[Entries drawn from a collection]
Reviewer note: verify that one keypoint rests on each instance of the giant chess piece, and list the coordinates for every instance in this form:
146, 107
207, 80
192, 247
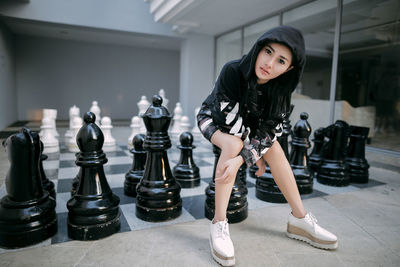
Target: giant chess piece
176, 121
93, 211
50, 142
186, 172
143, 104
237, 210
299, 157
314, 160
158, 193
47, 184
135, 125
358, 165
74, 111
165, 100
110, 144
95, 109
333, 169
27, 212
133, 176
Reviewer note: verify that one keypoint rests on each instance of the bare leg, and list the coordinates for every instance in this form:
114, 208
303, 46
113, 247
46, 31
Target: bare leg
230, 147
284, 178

* * *

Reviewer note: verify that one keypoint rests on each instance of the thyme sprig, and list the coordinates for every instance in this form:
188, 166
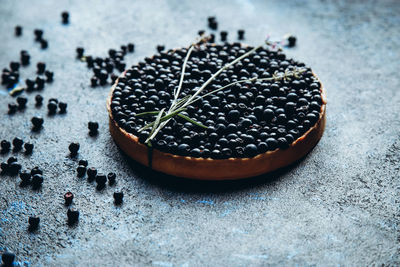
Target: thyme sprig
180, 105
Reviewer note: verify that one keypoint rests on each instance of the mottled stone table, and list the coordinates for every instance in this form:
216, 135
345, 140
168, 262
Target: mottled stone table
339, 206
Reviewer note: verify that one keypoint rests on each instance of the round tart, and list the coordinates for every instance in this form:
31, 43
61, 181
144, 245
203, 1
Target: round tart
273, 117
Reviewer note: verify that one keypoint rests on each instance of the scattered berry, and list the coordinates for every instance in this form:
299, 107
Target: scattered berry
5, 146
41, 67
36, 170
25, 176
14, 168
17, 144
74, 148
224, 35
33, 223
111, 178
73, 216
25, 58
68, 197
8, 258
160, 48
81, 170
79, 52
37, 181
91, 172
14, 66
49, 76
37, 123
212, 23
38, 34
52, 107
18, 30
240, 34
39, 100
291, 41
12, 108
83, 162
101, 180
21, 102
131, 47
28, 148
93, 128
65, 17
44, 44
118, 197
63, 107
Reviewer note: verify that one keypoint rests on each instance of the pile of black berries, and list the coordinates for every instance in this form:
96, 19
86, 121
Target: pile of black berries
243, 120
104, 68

---

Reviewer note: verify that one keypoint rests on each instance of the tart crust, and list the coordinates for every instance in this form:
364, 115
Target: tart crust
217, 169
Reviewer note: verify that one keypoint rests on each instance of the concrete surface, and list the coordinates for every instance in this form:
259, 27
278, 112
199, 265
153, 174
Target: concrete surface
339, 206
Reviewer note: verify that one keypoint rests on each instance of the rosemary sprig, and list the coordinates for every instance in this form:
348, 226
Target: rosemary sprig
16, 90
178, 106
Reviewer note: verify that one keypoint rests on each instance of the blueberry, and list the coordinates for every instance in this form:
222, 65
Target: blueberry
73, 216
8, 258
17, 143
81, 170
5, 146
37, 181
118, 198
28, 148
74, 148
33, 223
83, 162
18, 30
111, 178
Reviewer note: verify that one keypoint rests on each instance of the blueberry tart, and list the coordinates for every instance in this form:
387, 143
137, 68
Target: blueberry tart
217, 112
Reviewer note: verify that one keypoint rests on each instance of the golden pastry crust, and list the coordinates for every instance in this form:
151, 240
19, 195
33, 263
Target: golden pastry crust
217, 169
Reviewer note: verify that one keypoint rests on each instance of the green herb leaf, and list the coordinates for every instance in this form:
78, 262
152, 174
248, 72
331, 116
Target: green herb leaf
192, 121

Prompt — Extract every line of the items above that contains the word "mottled".

The answer —
Reviewer note: verify that one keypoint rests on each instance of the mottled stone table, and list the coordinates for every instance in this form:
Target: mottled stone table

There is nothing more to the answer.